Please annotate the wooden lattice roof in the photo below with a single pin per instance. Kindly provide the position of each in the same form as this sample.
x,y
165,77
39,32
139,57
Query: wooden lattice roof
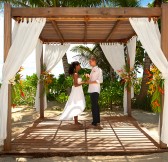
x,y
86,25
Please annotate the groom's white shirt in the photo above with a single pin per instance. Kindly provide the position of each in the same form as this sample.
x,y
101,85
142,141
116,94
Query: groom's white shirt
x,y
95,75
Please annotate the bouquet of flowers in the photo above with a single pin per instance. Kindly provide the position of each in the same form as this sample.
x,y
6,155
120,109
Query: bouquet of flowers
x,y
155,88
128,76
85,77
46,78
16,82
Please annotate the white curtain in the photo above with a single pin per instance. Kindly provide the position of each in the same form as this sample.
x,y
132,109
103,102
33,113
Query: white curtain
x,y
39,49
115,55
149,35
24,41
53,54
131,46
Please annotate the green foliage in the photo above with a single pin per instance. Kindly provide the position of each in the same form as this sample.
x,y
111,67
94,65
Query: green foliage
x,y
112,92
29,90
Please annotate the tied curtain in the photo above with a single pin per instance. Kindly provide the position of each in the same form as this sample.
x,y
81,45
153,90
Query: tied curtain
x,y
115,55
24,39
53,54
149,35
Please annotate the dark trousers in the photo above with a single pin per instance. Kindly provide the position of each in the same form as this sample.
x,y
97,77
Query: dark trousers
x,y
95,107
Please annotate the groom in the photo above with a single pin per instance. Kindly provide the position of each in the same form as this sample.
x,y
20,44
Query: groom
x,y
95,79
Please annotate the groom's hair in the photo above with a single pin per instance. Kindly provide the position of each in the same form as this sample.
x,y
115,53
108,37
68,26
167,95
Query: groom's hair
x,y
93,58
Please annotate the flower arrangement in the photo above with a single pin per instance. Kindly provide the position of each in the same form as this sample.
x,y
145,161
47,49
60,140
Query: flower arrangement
x,y
47,78
155,88
16,82
128,76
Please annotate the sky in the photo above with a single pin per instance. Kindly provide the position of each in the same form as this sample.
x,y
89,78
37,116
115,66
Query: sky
x,y
29,69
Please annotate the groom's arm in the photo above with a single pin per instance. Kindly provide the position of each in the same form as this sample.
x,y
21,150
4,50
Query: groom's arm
x,y
99,79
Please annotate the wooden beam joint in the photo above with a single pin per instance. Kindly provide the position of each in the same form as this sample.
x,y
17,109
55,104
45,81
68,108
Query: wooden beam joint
x,y
56,28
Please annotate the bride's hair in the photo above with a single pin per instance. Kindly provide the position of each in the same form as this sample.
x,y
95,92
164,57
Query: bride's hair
x,y
72,67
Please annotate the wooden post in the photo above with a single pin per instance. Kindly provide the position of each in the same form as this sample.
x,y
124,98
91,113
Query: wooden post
x,y
128,90
7,44
41,90
164,45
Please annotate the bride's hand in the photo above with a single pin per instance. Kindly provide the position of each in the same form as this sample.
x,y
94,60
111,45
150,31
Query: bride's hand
x,y
87,75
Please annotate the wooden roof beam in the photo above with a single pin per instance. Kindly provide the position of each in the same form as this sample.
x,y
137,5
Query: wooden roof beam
x,y
56,28
82,41
113,28
83,12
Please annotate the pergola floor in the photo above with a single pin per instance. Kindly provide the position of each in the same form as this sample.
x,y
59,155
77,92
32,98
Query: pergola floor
x,y
120,135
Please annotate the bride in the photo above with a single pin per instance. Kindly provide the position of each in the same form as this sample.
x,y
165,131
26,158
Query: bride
x,y
76,101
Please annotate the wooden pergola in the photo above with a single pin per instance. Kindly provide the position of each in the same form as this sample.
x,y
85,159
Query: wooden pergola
x,y
82,25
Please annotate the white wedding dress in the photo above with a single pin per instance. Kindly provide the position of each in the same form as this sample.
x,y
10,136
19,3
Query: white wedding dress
x,y
75,104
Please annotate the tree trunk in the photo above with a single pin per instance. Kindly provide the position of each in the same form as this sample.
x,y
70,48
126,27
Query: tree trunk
x,y
144,86
112,74
65,65
66,70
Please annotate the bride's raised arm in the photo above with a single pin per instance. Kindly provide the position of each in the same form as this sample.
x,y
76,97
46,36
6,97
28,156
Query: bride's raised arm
x,y
76,83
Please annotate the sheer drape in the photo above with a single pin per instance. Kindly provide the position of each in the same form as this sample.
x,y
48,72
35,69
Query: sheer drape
x,y
149,35
39,49
52,55
25,38
131,46
115,55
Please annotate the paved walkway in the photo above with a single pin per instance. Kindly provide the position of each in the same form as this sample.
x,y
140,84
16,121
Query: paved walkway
x,y
159,157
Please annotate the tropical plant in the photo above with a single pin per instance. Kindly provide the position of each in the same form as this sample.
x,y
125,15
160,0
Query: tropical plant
x,y
29,86
155,88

◆ ◆ ◆ ◆ ◆

Your objective:
The entries are to be copied exactly, and each image is to be omitted.

Written answer:
Please annotate the wooden lattice roof in the photo below with a single pin per instance. Kindly provide the position of each in the same form as this sample.
x,y
165,77
39,32
139,57
Query: wooden lattice roof
x,y
86,25
Please annotate the groom's white shirt in the photo above with a single pin per instance. Kindly provide the position of each in the same form as this sample.
x,y
101,85
142,141
116,94
Query: groom's white shirt
x,y
95,75
Please annotate the bouquet of flowers in the photo above with a single pin per instance. Kindly provide the position of each in the same form as this sample.
x,y
6,155
120,109
Query: bouquet of flowers
x,y
155,88
128,76
85,77
46,78
16,82
Please annotate the white curtain in the photo above with a single pin per instance. Kindly provide the position of each in the same form as this sample.
x,y
132,109
103,102
33,113
Query: white curtain
x,y
39,49
115,55
149,35
24,41
53,54
131,46
Please annotate the green foliage in the photo above with a single pin per instance. Kindly provide the position of each in the same form as this sample.
x,y
111,67
94,65
Query: green foliage
x,y
112,92
29,90
Please annotate the tied curtain in the photo above with a single pin per instance. Kindly provide the position of each in the same form as this sample.
x,y
81,45
153,90
Query: tied curtain
x,y
115,55
24,39
53,54
149,35
Please annotate the dark trousers in the photo above with a single pin per instance. Kindly provide the position of each in the same form as this sample.
x,y
97,77
Query: dark trousers
x,y
95,107
Please annotate the groom in the photo above with a single pin per instance. Kindly provide the position of each in the same form as this sample.
x,y
20,44
Query: groom
x,y
95,79
Please annotate the groom's hair in the photo above with a single pin per instance. Kindly provide the position of each in the same form as this sample.
x,y
115,53
108,37
68,26
167,95
Query: groom's hair
x,y
93,58
Please annotate the flower arrangement in the photo above with a single pin per instance. Kindly provide the position of each in the same form as this sample.
x,y
145,161
47,49
60,140
Query: flower arrangement
x,y
47,78
155,88
16,82
128,76
Please annotate the sky in the photo above with a single pin per instance. Kindly provide the position of each in the same form as this sample.
x,y
89,78
37,116
115,66
Query: sky
x,y
29,69
Please annotate the groom's arm in the photo above with a single pin per instance. Kindly provide the position of each in the same form as this sample.
x,y
21,150
4,50
Query: groom's arm
x,y
99,79
Please annotate the wooden beam joint in the photo above with a single pin per instance. Kindly provide the position of each in the same form as this sample.
x,y
17,109
55,104
45,81
68,108
Query: wooden beam joint
x,y
56,28
Please annotate the bride's hair in the photo above with a single pin per instance. Kindly provide the position of each in the same form as this sample.
x,y
95,92
164,57
Query: bride's hair
x,y
72,67
Please annotate the wooden post in the photo above with a single pin per instance. Kindly provide the position of each in the same form as this sample.
x,y
124,98
91,113
Query: wooden post
x,y
128,90
7,44
41,90
164,45
Please annotate the bride's hand in the photo above with a single pin per instance. Kindly provide the position of each in the same form as this sample.
x,y
94,60
111,45
150,31
Query: bride's hand
x,y
87,75
Please annotate the wooden roof beam in the photo above with a single pin per instance. Kindly provide the position of each in the same form as this sample.
x,y
137,5
Query: wooden roof beam
x,y
56,28
82,41
113,28
83,12
Please annotate the pergola floor in the photo above with a single pin per instance. Kindly provide the position of each in the same form as this sample.
x,y
59,155
77,92
32,98
Query: pergola floor
x,y
120,135
Please annotate the bride in the photo above with a single pin per instance. Kindly provide the position of each in the same form as this sample.
x,y
165,131
26,158
Query: bride
x,y
76,101
Please annotate the wooden pergola in the photo above with a single pin per instance. Kindly provide the position of each in the same form as this sample.
x,y
85,159
Query: wooden pergola
x,y
82,25
Please annotate the white wedding dress in the photo above with a single pin per instance. Kindly provide the position of each in the same form as this sample.
x,y
10,136
19,3
Query: white wedding dress
x,y
75,104
Please annotate the tree trunk in the photo above with a single pin per instance. Kindly provide the position of each in the same form as this sample.
x,y
70,48
126,27
Query: tree trunk
x,y
144,86
112,74
65,65
66,70
Please annotate the bride's raised arm in the photo above with a single pin per instance. Kindly provide the position of each in the same form as this sample.
x,y
76,97
46,36
6,97
28,156
Query: bride's raised arm
x,y
76,83
Please annotate the sheer drape in the photo above with a single pin per instance. Kindly provide the position of each in the same form as this sample.
x,y
48,72
35,69
Query: sheer drape
x,y
149,35
39,49
52,55
25,38
131,46
115,55
Please annotate the paved walkway in the photo above with a single pin per instance. Kindly provide the position of each in the same form as this sample.
x,y
140,84
16,121
Query: paved walkway
x,y
159,157
Please annotate the tropical plant in the photo above with a single pin per instance. Kindly provide the position of each in the same form as this sample.
x,y
125,15
160,0
Query: tropical plant
x,y
29,86
155,88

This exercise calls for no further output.